WHAT IS NEEDED:
What is needed here is an exact copy of every entry.

----- SUPPLIED MATERIAL

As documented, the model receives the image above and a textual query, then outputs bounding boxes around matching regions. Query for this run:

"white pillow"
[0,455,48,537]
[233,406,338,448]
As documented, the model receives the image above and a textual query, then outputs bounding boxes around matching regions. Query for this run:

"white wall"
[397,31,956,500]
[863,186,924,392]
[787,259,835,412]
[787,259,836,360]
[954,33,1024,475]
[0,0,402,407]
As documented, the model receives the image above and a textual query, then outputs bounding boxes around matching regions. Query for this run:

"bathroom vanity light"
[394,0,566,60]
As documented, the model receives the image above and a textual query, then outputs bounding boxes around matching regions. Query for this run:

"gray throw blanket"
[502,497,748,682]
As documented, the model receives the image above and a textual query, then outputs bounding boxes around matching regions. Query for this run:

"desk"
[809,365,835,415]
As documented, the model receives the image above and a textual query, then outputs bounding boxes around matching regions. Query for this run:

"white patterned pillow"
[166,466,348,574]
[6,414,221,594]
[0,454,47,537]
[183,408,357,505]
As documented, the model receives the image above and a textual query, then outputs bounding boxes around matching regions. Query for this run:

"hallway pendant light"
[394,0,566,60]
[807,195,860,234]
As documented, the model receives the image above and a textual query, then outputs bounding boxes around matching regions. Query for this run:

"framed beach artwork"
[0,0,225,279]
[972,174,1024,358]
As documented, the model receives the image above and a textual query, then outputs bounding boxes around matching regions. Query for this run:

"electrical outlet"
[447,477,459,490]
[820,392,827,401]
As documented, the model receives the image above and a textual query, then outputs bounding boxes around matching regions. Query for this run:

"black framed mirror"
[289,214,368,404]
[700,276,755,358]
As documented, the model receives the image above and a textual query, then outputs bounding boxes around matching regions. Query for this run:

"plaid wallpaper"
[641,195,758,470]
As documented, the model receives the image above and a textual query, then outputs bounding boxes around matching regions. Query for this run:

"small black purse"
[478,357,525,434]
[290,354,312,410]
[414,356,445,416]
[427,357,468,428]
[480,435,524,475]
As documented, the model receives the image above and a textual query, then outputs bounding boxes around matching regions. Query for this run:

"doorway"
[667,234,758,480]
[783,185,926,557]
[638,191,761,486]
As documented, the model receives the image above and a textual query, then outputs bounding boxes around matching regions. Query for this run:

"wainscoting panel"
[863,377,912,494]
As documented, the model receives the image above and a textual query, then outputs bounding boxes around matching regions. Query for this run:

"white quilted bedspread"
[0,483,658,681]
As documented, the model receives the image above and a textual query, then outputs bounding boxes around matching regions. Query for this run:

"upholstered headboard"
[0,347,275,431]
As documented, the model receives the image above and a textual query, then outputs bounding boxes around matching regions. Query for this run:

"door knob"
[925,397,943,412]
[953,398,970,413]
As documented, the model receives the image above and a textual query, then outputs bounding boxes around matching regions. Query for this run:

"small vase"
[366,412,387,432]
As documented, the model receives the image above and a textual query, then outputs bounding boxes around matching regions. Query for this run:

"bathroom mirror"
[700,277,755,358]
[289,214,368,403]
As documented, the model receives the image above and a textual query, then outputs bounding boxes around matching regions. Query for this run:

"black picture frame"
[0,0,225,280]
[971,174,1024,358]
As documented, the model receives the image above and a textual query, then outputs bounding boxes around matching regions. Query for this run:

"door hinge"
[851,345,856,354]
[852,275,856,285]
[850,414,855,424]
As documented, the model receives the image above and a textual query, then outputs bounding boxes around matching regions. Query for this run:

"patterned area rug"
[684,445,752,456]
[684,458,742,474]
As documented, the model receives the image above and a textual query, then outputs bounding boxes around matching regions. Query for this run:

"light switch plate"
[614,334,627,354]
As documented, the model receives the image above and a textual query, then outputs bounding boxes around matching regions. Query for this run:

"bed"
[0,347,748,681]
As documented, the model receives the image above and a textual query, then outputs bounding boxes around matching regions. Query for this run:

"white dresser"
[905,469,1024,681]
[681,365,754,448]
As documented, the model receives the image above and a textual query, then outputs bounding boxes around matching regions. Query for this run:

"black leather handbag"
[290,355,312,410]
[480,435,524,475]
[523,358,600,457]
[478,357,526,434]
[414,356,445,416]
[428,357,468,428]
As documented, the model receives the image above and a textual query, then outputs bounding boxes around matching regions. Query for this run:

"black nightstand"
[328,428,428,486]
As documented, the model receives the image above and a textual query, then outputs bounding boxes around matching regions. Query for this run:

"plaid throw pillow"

----------

COMPLETED TASK:
As documented, the model receives the image above and a textual query, then outputs bounding boxes around matching regions. Query for this run:

"white pillow"
[0,455,48,537]
[233,406,338,448]
As documented, the model receives the image above and a textual query, then outputs bounding boxes around matching regions. Query for this run:

"white wall"
[397,31,956,500]
[863,186,924,392]
[787,259,835,412]
[787,259,836,360]
[954,33,1024,475]
[0,0,402,407]
As documented, the model receives the image above and a textual query, then outputs bounding boxes around matching regions. Query for this run:

"bathroom vanity light"
[394,0,566,60]
As documented, the model receives the image above and a textual query, then outputs bounding boxes around matching regions. Query for this run:

"gray throw blanket"
[502,497,748,682]
As documented, the model receives the image above and a textual query, then outputs bounding boxes around matching regions. Query for this run:

"desk"
[809,365,835,415]
As documented, the model receives the image above and a textual query, then outputs bounding boxes around matching regions. Query for this run:

"white patterned pillow"
[166,466,348,574]
[6,414,221,594]
[0,454,47,537]
[183,408,357,505]
As documented, the model receives the image above and a textual query, then outputs bounding boxes around matching regions. Query for this run:

"hallway pendant light"
[394,0,566,60]
[807,195,860,234]
As documented, the model receives the image above and a textual query, then outputs bounding boxes around matching regions. Query for this run:

"framed beach artwork"
[0,0,225,279]
[972,174,1024,358]
As documented, the model receives the image above and a textual query, then outputs bounding boxes around matching regions. Query for this run:

"electrical outlet"
[447,477,459,490]
[820,392,827,401]
As documented, the model receives the image above and a textual query, then outputs bounding boxes around matching regions. Query for this run:

"black framed mirror"
[289,214,368,404]
[700,276,755,358]
As documented, the model receives the image above and a textual query, then outputs bounding boxes around matching regions. Query for this run:

"plaid wallpaper"
[641,195,758,470]
As documented, the model receives the image above and a textual query, then outputs bounding boxes around matching regions. Query for this run:

"small black purse"
[478,357,525,434]
[290,354,312,410]
[414,356,445,416]
[427,357,468,428]
[480,435,524,475]
As documented, the model receives the image above and a textual query, then outputs bounding boxes around matching regions. Query for this run:

"doorway"
[667,234,758,480]
[783,185,926,557]
[638,191,761,486]
As documented, the model receives the image above and a textual query, then outputs bounding boxes around matching regions. Query for this run:

"wainscoting panel"
[863,377,912,494]
As documented, the model receives the image above and a textual query, then outputs bounding boxes around matching regions. Query for this run:

"white quilted bedspread"
[0,483,658,681]
As documented, the model receives the image above and a textual query, then outputs bounding boxes around matching regions. Query for this run:

"upholstered headboard"
[0,347,275,431]
As documented, the model receives the image above and a textual query, then outputs bounding boxes around matching regions. Query for this run:

"door knob"
[925,397,943,412]
[953,398,970,413]
As documented, the model receives the image above and a textual query, then outputs bounding boxes around matching regions. Query for this run:

"small vase"
[366,412,387,432]
As documented, the model receives the image above and a textual query, then outputs bounding boxes around matching regions. Query for this run:

"bathroom mirror"
[700,277,755,358]
[289,214,368,403]
As documented, the model receives the image above and a textual query, then outputs bounding boxes around matching regions. Query for this run:

"black picture frame"
[0,0,225,280]
[971,174,1024,358]
As documented, the model receives the image above and a textual query, then outputs bounding boxes around matching regions. Query for this run:

"door hinge"
[851,345,856,354]
[852,275,856,285]
[850,414,855,424]
As documented, the model receives the image above and a textual query, then outputs bounding boxes around matching regions. Query for this run:

"patterned area rug"
[684,445,752,456]
[684,458,742,474]
As documented, the model receives the image above and a textual query, then outputs bounding boxes around matching regions. Query for this run:

"light switch plate"
[614,334,627,354]
As documented, the model receives the image above and a textual query, then outputs bounding boxes around matching regions. Query for this run:

"bed"
[0,347,748,681]
As documented, the model receives the image above and a textual query, then outputs bounding boxes around matching regions. Query for this run:

"white dresser"
[905,469,1024,681]
[681,365,754,448]
As documented, the model receives the image above and a textual query, then outputs bounding boxes around matching regions. Query for this run:

"black leather handbag"
[290,355,312,410]
[480,435,524,475]
[523,358,600,457]
[478,357,526,434]
[414,356,445,416]
[428,357,468,428]
As documented, the model receives the image above and a textual query, then outputs bounding boxes around matching regions. Query for this run:

"black nightstand"
[328,428,428,486]
As documented, the model receives the image above and a textual query, then outputs bounding boxes around matching regions. Query for this run:

"plaid throw pillow"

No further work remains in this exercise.